• _SUPPLIED MATERIAL_
──────────────────────────────

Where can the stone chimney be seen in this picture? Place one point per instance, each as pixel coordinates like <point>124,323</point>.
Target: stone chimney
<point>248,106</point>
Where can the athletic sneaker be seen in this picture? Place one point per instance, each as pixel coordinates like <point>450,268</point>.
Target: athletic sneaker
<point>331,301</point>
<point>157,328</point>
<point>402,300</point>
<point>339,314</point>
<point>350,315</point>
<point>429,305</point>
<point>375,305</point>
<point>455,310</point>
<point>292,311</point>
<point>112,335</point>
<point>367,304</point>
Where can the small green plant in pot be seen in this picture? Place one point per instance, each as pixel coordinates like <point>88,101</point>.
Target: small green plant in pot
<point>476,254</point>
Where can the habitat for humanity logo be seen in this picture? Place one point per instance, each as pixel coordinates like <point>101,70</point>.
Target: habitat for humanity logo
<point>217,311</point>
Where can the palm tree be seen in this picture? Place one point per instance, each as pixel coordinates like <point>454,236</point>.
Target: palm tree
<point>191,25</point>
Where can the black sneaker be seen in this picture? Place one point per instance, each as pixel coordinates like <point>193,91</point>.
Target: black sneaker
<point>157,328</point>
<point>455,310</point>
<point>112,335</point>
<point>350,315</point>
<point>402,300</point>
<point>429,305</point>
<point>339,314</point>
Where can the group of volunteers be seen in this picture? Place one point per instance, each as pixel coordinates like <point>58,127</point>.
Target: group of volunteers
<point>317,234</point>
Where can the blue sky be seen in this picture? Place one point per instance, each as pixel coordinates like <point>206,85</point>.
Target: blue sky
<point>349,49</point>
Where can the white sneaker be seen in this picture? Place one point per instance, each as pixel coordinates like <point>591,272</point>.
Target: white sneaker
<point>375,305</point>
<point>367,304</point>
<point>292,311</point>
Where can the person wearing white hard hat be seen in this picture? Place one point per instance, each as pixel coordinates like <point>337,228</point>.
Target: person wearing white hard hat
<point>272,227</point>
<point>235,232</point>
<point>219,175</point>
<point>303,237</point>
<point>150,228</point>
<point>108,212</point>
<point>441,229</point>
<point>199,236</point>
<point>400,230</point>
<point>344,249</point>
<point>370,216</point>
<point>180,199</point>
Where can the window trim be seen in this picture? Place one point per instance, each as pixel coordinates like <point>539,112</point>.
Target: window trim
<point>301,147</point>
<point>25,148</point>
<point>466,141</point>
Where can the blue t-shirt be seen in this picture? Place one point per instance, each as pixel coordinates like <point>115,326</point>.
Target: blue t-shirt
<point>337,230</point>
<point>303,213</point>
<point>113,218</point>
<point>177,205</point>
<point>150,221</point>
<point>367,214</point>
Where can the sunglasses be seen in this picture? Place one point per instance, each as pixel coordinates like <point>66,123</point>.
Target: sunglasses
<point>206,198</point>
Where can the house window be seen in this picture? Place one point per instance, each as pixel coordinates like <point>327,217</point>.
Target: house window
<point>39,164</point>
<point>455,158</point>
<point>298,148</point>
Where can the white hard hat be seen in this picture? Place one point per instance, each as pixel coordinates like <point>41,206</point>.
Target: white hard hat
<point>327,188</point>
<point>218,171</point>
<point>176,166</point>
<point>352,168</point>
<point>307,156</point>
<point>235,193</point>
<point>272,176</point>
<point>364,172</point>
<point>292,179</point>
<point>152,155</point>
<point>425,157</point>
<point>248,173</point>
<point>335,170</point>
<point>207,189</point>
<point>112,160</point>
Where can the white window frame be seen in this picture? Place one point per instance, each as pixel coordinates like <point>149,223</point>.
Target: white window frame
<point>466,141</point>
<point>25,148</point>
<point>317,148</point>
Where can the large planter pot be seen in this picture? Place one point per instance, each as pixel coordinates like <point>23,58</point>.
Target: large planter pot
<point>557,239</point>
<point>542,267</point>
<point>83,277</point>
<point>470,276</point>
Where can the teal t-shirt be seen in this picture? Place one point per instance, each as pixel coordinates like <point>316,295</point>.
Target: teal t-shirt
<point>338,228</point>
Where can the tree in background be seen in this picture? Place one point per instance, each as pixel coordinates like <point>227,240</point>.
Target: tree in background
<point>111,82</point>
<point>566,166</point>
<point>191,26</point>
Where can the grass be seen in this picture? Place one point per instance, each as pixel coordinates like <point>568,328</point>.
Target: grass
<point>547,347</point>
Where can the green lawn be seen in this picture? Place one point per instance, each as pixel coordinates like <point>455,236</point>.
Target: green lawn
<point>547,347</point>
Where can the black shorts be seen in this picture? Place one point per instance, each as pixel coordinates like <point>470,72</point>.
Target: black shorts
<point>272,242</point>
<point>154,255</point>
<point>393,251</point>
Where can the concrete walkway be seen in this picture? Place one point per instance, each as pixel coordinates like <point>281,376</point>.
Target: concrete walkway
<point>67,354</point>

──────────────────────────────

• _PROBLEM STATEMENT_
Copy the listing above word for word, from the line containing "Where can the large" through the end of the listing, both ends included.

• _RESPONSE_
Where can the large planter pot be seen in this picture? Place one point per instance, each as pixel coordinates like <point>23,58</point>.
Target: large planter pot
<point>557,239</point>
<point>542,267</point>
<point>83,277</point>
<point>470,276</point>
Where can the teal t-shirt be seen in this picture? Place one point per instance, each as pixel coordinates like <point>316,295</point>.
Target: teal t-shirt
<point>338,228</point>
Where can the tree in background be seen in this picture? Place one point per instance, each as pixel coordinates like <point>227,240</point>.
Target: tree in background
<point>111,82</point>
<point>566,166</point>
<point>191,26</point>
Where can the grass be seen in this picture? Place one point per instance, each as pixel coordinates like <point>568,328</point>.
Target: grass
<point>547,347</point>
Where can the green lawn be seen in this picture? Place one point per instance, each as pixel coordinates like <point>455,236</point>.
Target: green lawn
<point>547,347</point>
Where can the black shorts be seen in this picture? Place one point per instance, each as pixel coordinates like <point>470,72</point>.
Target: black shorts
<point>272,242</point>
<point>154,255</point>
<point>393,251</point>
Where can the concrete walkway be seen in this picture? Place one point per instance, each as pixel coordinates like <point>281,376</point>.
Target: concrete walkway
<point>67,354</point>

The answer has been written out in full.